Point placement records:
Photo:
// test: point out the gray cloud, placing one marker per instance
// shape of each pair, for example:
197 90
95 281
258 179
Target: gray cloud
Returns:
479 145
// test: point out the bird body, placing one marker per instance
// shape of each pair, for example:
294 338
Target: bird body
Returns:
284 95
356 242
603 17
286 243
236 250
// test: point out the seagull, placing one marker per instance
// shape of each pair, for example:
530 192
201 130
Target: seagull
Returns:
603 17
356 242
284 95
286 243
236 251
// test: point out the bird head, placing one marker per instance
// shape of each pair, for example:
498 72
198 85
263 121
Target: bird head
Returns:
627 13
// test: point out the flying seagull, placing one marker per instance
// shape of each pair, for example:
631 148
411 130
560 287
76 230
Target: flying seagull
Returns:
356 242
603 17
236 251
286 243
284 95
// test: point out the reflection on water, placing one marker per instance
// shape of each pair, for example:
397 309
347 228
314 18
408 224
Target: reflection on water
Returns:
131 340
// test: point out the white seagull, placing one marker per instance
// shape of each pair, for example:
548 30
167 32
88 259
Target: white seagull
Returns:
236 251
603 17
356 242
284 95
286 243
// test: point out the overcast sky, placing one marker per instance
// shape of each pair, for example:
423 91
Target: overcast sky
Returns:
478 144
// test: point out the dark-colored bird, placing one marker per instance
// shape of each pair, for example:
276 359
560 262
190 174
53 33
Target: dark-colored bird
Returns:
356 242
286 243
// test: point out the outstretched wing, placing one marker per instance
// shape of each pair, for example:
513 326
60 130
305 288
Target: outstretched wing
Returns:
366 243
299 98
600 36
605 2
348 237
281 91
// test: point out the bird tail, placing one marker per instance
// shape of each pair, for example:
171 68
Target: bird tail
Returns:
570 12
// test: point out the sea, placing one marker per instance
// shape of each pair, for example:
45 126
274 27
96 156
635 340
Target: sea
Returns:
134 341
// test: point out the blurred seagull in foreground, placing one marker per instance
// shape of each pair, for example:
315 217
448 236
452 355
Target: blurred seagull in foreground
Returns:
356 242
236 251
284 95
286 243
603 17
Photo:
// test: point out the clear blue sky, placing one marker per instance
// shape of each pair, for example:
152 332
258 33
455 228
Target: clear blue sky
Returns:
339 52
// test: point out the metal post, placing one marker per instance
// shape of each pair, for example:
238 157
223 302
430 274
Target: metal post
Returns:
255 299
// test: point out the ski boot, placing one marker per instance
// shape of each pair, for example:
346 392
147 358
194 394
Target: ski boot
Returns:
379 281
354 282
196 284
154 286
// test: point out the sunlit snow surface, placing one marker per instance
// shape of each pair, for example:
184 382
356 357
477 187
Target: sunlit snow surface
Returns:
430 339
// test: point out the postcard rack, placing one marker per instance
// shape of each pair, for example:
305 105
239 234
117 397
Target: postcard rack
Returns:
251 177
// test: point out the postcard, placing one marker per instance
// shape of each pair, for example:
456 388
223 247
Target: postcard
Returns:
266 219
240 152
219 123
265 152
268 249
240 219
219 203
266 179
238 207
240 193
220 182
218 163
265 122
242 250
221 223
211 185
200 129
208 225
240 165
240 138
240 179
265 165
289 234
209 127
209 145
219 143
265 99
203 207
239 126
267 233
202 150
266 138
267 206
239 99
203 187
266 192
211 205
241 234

### [Task objective]
Repeat, word for word, every line from the line that contains "rack, placing one marker per instance" to the end of the entries; include both of those lines and no others.

### [Answer for the task]
// test: point out the postcard rack, placing one marker per instance
// shape of each pair, for example:
305 105
239 234
117 397
Target: postcard rack
Returns:
251 177
// test: point out the postcard, placing one marker per instance
// shape of each pair, for example:
456 388
223 247
Target: postcard
Returns:
266 219
240 152
219 123
265 152
268 249
240 219
219 203
266 179
238 207
240 193
220 182
218 163
265 122
242 250
221 223
211 185
200 129
208 225
240 165
240 138
240 179
265 165
289 234
209 127
209 145
219 143
265 99
203 207
239 126
267 233
202 150
266 138
267 206
239 99
203 187
266 192
211 205
241 234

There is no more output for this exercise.